Please output the listing below character for character and omit the images.

(SOURCE MATERIAL begins)

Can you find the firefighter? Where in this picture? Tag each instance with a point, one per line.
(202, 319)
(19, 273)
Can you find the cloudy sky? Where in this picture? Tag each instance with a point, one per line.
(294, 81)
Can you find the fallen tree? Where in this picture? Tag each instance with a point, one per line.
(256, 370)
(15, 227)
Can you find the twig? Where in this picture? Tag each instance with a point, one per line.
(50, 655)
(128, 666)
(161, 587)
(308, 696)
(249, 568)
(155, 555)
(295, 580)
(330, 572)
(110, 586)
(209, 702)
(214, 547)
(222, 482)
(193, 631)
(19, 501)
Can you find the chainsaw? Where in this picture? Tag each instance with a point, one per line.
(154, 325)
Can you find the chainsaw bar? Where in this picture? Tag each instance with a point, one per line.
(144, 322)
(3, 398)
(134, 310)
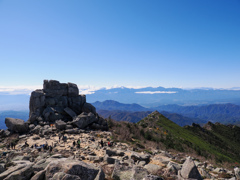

(SOURCE MATERIAL ends)

§ **ANSWER TO THE EXERCISE**
Can you find the firefighter? Where in this picture? Tag each instance with a point, one per line.
(202, 319)
(19, 273)
Can you find the cloudy sky? Where in this picture? Tag each instance with a point, one per line.
(294, 81)
Can you find the fallen tree? Where in this picture? Tag each instance with a point, one per line.
(256, 370)
(15, 227)
Can you find the twig? Where in this picture? Tag each instance with a point, one per line.
(50, 655)
(128, 666)
(161, 587)
(308, 696)
(249, 568)
(155, 555)
(295, 580)
(330, 572)
(110, 586)
(209, 702)
(214, 547)
(222, 482)
(193, 631)
(19, 501)
Can you find the chainsaw? Where in this picture? Tag each instance with a point, one per line.
(154, 325)
Can you find the chainsaw bar? Where in this picture? Tag each instance with a point, one per line.
(144, 322)
(3, 398)
(134, 310)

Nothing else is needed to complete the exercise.